Aufgabe A — Fasse den Textauszug über Moritz in zwei Sätzen zusammen.
Aufgabe B —
Beantworte anhand des Textauszugs über Moritz die folgenden Fragen.
(i) In welchem Alter hat Moritz sein Elternhaus verlassen?
(ii) Worum hat der Vater Moritz gebeten?
(iii) Wem wird das Zitat über das Leben im Text zugeschrieben?
Aufgabe C — Gib aus dem Textauszug über Moritz die Stelle wörtlich wieder, beginnend bei „Moritz hat 18-jährig“ und endend bei „Erlebten festmachen ...“.

Moritz hat 18-jährig sein Elternhaus verlassen. Zu viel hat er um die Zuneigung, Anerkennung seines Vaters kämpfen müssen. Es war zwar keine schlechte Kindheit, allerdings auch nicht die schönste. Nur zu gerne möchte Moritz diese wieder vergessen, ebenso wie die Bitte seines Vaters, ihm Sterbehilfe zu leisten. Dass diese Aktion nicht gutgehen kann, ist so gewiss wie die Tatsache, dass nach Regen wieder Sonnenschein folgt. Aber auch für Moritz? Schon John Lennon wusste: "Das Leben ist das, was passiert, während man andere Pläne macht." In Moritz' Fall bedeutet das eine innere Reise. Das Ergebnis: Freunde, Unsicherheiten, Sehnsüchte und familiäres Zusammenleben, Missverständnisse und Freude - ein bunter Strauß an Menschen, Erlebnissen und Gefühlen, die sich am Erlebten festmachen ...

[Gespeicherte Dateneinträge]

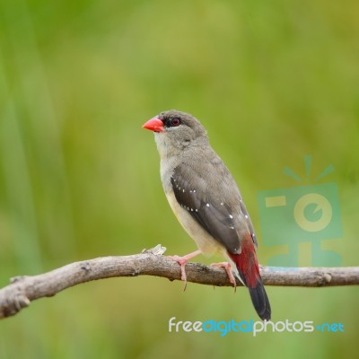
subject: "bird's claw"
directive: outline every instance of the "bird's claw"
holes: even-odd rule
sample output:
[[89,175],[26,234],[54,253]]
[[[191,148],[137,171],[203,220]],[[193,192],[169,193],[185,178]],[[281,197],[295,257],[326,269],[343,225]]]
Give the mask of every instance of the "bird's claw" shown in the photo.
[[169,256],[169,258],[175,262],[177,262],[180,266],[180,279],[185,283],[185,286],[183,288],[183,292],[187,288],[187,275],[186,275],[186,263],[188,259],[187,259],[185,257],[180,257],[180,256]]

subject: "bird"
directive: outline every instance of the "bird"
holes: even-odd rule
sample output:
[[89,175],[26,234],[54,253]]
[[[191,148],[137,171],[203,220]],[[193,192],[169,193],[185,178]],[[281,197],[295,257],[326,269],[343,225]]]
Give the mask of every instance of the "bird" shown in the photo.
[[187,281],[186,263],[197,255],[222,255],[229,280],[232,274],[248,287],[258,317],[271,320],[271,307],[259,274],[253,224],[240,189],[212,148],[206,130],[194,116],[170,109],[146,121],[160,154],[161,180],[174,215],[198,250],[171,257]]

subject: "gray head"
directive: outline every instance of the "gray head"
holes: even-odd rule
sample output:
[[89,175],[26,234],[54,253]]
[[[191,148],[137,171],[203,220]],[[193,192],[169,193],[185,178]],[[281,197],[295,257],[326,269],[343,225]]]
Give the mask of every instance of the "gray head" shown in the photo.
[[161,112],[147,121],[144,128],[154,132],[160,154],[208,143],[206,131],[200,122],[192,115],[176,109]]

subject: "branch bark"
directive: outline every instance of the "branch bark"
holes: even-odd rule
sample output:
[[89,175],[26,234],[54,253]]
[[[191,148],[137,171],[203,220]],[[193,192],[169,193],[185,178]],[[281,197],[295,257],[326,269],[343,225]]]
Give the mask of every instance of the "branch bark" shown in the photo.
[[[114,276],[154,276],[171,281],[180,280],[180,266],[162,256],[166,249],[158,245],[140,254],[103,257],[68,264],[38,276],[22,276],[11,279],[0,289],[0,319],[19,312],[31,301],[51,297],[81,283]],[[225,271],[200,263],[186,265],[188,282],[229,286]],[[260,266],[265,285],[333,286],[359,285],[359,267],[275,267]],[[241,283],[237,280],[237,285]]]

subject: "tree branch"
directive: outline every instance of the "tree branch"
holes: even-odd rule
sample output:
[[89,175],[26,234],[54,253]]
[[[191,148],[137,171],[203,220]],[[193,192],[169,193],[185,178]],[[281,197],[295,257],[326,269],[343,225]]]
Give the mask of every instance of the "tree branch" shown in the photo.
[[[0,289],[0,319],[16,314],[31,301],[50,297],[70,286],[114,276],[155,276],[180,280],[180,266],[162,256],[166,249],[158,245],[140,254],[103,257],[68,264],[39,276],[11,279]],[[200,263],[186,266],[188,282],[201,285],[232,285],[225,271]],[[266,285],[332,286],[359,285],[359,267],[260,267]],[[241,285],[237,280],[237,285]]]

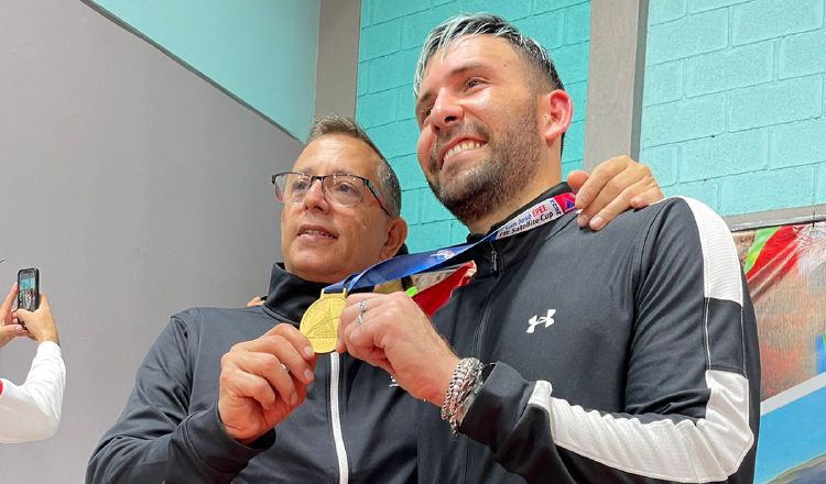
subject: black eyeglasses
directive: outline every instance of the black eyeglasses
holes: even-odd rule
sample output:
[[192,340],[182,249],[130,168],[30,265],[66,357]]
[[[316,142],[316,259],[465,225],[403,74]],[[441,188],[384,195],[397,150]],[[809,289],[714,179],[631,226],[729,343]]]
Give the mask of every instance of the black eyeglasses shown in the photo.
[[373,197],[376,197],[376,201],[379,202],[379,207],[384,210],[384,213],[388,217],[393,217],[390,215],[390,210],[384,207],[370,180],[358,175],[306,175],[298,172],[276,173],[272,176],[272,185],[275,187],[275,199],[282,204],[301,204],[304,201],[304,197],[315,180],[322,183],[322,193],[328,197],[329,201],[345,207],[360,204],[363,199],[362,187],[367,187]]

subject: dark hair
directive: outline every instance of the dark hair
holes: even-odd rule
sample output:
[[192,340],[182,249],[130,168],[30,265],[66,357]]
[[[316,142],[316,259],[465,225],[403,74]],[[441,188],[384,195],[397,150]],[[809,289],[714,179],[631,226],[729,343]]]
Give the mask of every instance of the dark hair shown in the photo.
[[[450,45],[457,38],[468,35],[491,35],[508,41],[513,48],[522,55],[529,67],[533,69],[532,87],[535,91],[550,85],[551,90],[565,90],[559,74],[556,72],[551,56],[545,47],[540,45],[533,38],[522,35],[522,33],[510,22],[492,13],[460,13],[442,22],[427,34],[424,41],[422,52],[419,54],[416,70],[413,76],[413,97],[417,98],[422,87],[422,77],[427,62],[438,51],[445,55],[445,47]],[[565,141],[563,133],[559,141],[559,150]]]
[[327,134],[343,134],[355,138],[370,146],[379,155],[381,161],[376,168],[379,193],[383,198],[382,201],[388,211],[393,217],[399,217],[402,210],[402,190],[399,186],[399,178],[395,176],[393,167],[390,166],[390,163],[388,163],[384,155],[379,151],[379,147],[367,135],[367,132],[352,118],[327,114],[316,118],[313,121],[313,125],[309,128],[309,136],[307,136],[307,144]]

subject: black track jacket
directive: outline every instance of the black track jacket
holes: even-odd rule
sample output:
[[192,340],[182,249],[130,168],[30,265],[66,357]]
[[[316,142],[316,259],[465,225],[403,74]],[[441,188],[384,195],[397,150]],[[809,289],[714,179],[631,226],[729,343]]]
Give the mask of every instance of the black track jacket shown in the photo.
[[726,224],[682,198],[575,218],[475,249],[434,315],[493,366],[458,438],[421,407],[420,482],[750,483],[760,361]]
[[416,400],[347,354],[319,355],[286,420],[252,447],[217,414],[220,358],[282,321],[297,326],[325,285],[275,265],[264,306],[172,317],[138,371],[123,414],[89,461],[87,483],[405,483],[415,480]]

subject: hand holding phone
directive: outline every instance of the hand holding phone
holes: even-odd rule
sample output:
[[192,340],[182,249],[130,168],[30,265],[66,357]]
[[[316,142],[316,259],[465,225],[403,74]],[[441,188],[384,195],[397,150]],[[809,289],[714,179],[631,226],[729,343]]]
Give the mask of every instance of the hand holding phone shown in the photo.
[[40,307],[40,271],[36,267],[18,271],[18,309],[34,311]]

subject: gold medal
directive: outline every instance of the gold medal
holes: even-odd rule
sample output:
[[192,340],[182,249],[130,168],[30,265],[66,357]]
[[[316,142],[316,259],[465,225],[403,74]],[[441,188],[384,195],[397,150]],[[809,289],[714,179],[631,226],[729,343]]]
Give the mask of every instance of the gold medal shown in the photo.
[[338,317],[345,307],[345,293],[322,292],[318,300],[309,305],[301,318],[298,329],[316,353],[329,353],[336,349]]

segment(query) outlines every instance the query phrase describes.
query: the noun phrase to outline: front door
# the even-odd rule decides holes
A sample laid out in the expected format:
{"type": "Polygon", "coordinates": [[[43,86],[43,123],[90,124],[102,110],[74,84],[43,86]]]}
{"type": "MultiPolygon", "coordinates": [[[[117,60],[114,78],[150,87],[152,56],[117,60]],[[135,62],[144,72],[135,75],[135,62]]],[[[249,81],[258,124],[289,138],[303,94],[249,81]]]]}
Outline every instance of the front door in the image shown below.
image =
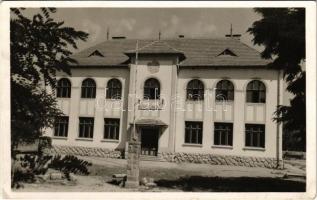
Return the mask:
{"type": "Polygon", "coordinates": [[[158,129],[142,128],[141,131],[141,154],[157,156],[158,129]]]}

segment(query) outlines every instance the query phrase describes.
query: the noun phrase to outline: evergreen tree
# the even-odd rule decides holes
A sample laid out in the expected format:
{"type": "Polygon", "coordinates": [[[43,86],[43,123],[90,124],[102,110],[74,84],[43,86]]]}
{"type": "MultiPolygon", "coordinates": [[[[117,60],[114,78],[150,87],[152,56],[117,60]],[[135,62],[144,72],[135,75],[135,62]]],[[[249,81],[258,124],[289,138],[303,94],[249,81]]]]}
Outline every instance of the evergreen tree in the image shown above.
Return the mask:
{"type": "Polygon", "coordinates": [[[293,150],[306,147],[305,71],[305,9],[257,8],[262,19],[253,23],[248,32],[254,44],[263,45],[263,58],[273,58],[271,67],[281,68],[286,90],[294,95],[289,106],[278,105],[274,120],[283,123],[283,146],[293,150]]]}
{"type": "Polygon", "coordinates": [[[41,8],[32,18],[24,8],[11,8],[11,145],[32,142],[43,130],[52,127],[54,118],[62,115],[54,94],[56,72],[70,74],[69,47],[86,41],[88,34],[56,22],[51,14],[55,8],[41,8]]]}

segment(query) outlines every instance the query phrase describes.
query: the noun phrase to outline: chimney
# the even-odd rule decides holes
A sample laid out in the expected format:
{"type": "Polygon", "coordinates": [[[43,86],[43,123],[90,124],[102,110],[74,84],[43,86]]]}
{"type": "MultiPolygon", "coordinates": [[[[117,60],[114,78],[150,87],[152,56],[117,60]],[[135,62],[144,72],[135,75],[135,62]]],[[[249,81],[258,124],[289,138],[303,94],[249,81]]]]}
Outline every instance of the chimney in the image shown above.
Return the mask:
{"type": "Polygon", "coordinates": [[[233,34],[232,24],[230,24],[230,34],[225,35],[226,37],[240,40],[241,34],[233,34]]]}
{"type": "Polygon", "coordinates": [[[124,40],[124,39],[126,39],[126,37],[125,36],[113,36],[112,39],[113,40],[124,40]]]}
{"type": "Polygon", "coordinates": [[[228,38],[232,38],[232,39],[236,39],[236,40],[240,40],[241,38],[241,34],[227,34],[226,37],[228,38]]]}

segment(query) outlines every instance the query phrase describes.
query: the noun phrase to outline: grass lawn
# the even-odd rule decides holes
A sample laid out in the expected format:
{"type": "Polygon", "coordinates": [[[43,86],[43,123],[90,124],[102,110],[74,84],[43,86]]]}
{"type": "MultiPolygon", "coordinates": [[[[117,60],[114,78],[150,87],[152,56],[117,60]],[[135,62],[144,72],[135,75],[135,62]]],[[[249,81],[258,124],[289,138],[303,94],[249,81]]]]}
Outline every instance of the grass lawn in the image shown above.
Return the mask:
{"type": "MultiPolygon", "coordinates": [[[[163,165],[161,162],[150,166],[141,164],[140,177],[153,178],[162,191],[305,192],[306,187],[305,180],[286,180],[270,175],[269,170],[264,168],[203,164],[174,164],[172,167],[162,167],[163,165]]],[[[92,176],[110,180],[112,174],[126,173],[126,165],[124,162],[118,165],[94,164],[90,171],[92,176]]]]}

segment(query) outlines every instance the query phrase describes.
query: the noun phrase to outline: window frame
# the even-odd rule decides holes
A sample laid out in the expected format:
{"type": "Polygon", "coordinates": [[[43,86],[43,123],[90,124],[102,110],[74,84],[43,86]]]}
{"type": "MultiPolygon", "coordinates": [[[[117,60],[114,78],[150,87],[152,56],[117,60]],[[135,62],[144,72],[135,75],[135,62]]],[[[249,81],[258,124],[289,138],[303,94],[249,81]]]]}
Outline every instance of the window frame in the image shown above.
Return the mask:
{"type": "Polygon", "coordinates": [[[61,78],[57,81],[56,97],[57,98],[70,98],[72,84],[68,78],[61,78]],[[65,85],[66,83],[66,85],[65,85]]]}
{"type": "Polygon", "coordinates": [[[103,139],[119,140],[119,138],[120,138],[120,119],[119,118],[104,118],[103,139]],[[109,132],[106,133],[107,130],[109,132]],[[112,131],[114,131],[114,133],[112,131]]]}
{"type": "Polygon", "coordinates": [[[69,117],[68,116],[58,116],[55,117],[54,121],[54,137],[68,137],[68,126],[69,126],[69,117]],[[60,133],[60,130],[62,132],[60,133]],[[58,130],[58,131],[57,131],[58,130]]]}
{"type": "Polygon", "coordinates": [[[122,98],[122,83],[119,79],[112,78],[107,82],[107,92],[106,99],[116,99],[122,98]],[[111,85],[110,85],[111,84],[111,85]],[[117,84],[117,85],[115,85],[117,84]]]}
{"type": "Polygon", "coordinates": [[[186,85],[187,101],[203,101],[205,95],[204,83],[199,79],[192,79],[186,85]]]}
{"type": "Polygon", "coordinates": [[[94,124],[95,124],[95,119],[93,117],[79,117],[78,138],[93,139],[94,124]],[[87,122],[85,120],[87,121],[89,120],[90,122],[89,121],[87,122]],[[88,128],[88,133],[85,132],[86,128],[88,128]]]}
{"type": "Polygon", "coordinates": [[[266,138],[265,124],[245,124],[245,147],[247,147],[247,148],[263,148],[264,149],[265,148],[265,138],[266,138]],[[249,127],[251,129],[249,129],[249,127]],[[254,128],[257,128],[258,130],[254,131],[253,130],[254,128]],[[263,128],[263,129],[259,130],[261,128],[263,128]],[[256,143],[257,144],[254,144],[254,135],[256,135],[256,143]],[[248,141],[251,143],[248,144],[248,141]]]}
{"type": "Polygon", "coordinates": [[[220,80],[216,84],[216,94],[215,94],[215,101],[222,102],[222,101],[234,101],[234,85],[230,80],[220,80]],[[227,87],[224,86],[224,83],[227,83],[227,87]],[[220,87],[221,86],[221,87],[220,87]],[[230,86],[232,89],[230,89],[230,86]],[[231,93],[231,95],[230,95],[231,93]],[[219,95],[225,96],[225,99],[220,99],[219,95]],[[230,98],[229,98],[230,97],[230,98]]]}
{"type": "Polygon", "coordinates": [[[228,122],[215,122],[214,123],[214,142],[213,144],[215,146],[233,146],[233,123],[228,122]],[[219,126],[224,126],[224,128],[219,128],[219,126]],[[226,127],[229,126],[229,129],[226,127]],[[220,136],[217,136],[220,134],[220,136]],[[222,137],[224,135],[225,142],[222,143],[222,137]],[[216,138],[219,140],[216,143],[216,138]]]}
{"type": "Polygon", "coordinates": [[[158,100],[161,95],[161,84],[156,78],[148,78],[144,81],[143,99],[145,100],[158,100]],[[152,81],[152,83],[151,83],[152,81]],[[148,85],[154,84],[154,85],[148,85]],[[156,84],[156,85],[155,85],[156,84]]]}
{"type": "Polygon", "coordinates": [[[86,78],[81,84],[81,98],[94,99],[96,98],[96,82],[92,78],[86,78]],[[88,82],[90,81],[90,83],[88,82]],[[86,84],[86,85],[84,85],[86,84]],[[89,85],[92,84],[92,85],[89,85]]]}
{"type": "Polygon", "coordinates": [[[202,121],[185,121],[185,135],[184,136],[185,136],[184,137],[185,144],[202,145],[203,144],[203,122],[202,121]],[[187,136],[187,134],[189,134],[189,136],[187,136]],[[193,137],[193,135],[195,138],[193,137]],[[195,139],[195,141],[193,141],[193,138],[195,139]]]}
{"type": "Polygon", "coordinates": [[[246,87],[247,103],[266,103],[266,86],[260,80],[252,80],[246,87]],[[257,88],[255,83],[258,83],[257,88]],[[261,86],[263,87],[261,89],[261,86]]]}

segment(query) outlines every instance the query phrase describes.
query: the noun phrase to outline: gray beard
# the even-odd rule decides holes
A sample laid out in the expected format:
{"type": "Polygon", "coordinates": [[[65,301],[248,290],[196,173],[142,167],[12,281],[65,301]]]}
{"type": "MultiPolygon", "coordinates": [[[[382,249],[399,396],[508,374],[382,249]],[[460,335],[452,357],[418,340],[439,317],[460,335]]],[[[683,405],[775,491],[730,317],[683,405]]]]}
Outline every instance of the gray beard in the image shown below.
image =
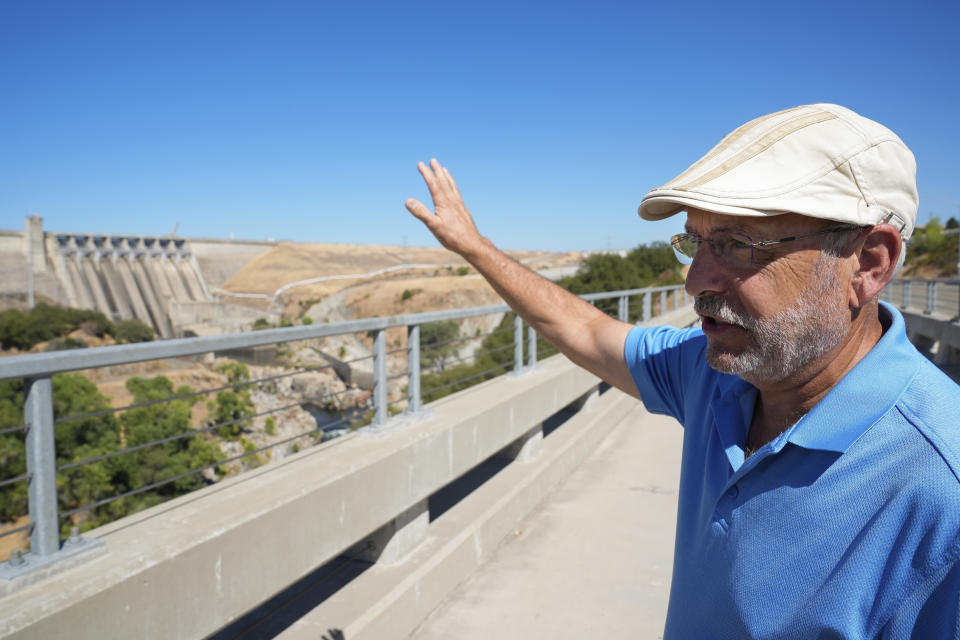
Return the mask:
{"type": "Polygon", "coordinates": [[[846,333],[846,308],[837,285],[837,265],[827,256],[817,261],[822,277],[804,289],[790,307],[769,318],[753,318],[734,309],[722,295],[701,296],[694,309],[746,329],[751,344],[740,353],[710,342],[707,364],[748,382],[780,382],[836,348],[846,333]]]}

Lösung A — Moritz verließ mit 18 Jahren sein Elternhaus, denn zu sehr hatte er um die Zuneigung und Anerkennung seines Vaters kämpfen müssen. Er möchte seine Kindheit und die Bitte des Vaters um Sterbehilfe vergessen, doch für ihn bedeutet das Leben eine innere Reise, deren Ergebnis Freunde, Unsicherheiten, Sehnsüchte, familiäres Zusammenleben, Missverständnisse und Freude sind.

Lösung B —
(i) Mit 18 Jahren.
(ii) Er bat ihn, ihm Sterbehilfe zu leisten.
(iii) John Lennon.

Lösung C —
Moritz hat 18-jährig sein Elternhaus verlassen. Zu viel hat er um die Zuneigung, Anerkennung seines Vaters kämpfen müssen. Es war zwar keine schlechte Kindheit, allerdings auch nicht die schönste. Nur zu gerne möchte Moritz diese wieder vergessen, ebenso wie die Bitte seines Vaters, ihm Sterbehilfe zu leisten. Dass diese Aktion nicht gutgehen kann, ist so gewiss wie die Tatsache, dass nach Regen wieder Sonnenschein folgt. Aber auch für Moritz? Schon John Lennon wusste: "Das Leben ist das, was passiert, während man andere Pläne macht." In Moritz' Fall bedeutet das eine innere Reise. Das Ergebnis: Freunde, Unsicherheiten, Sehnsüchte und familiäres Zusammenleben, Missverständnisse und Freude - ein bunter Strauß an Menschen, Erlebnissen und Gefühlen, die sich am Erlebten festmachen ...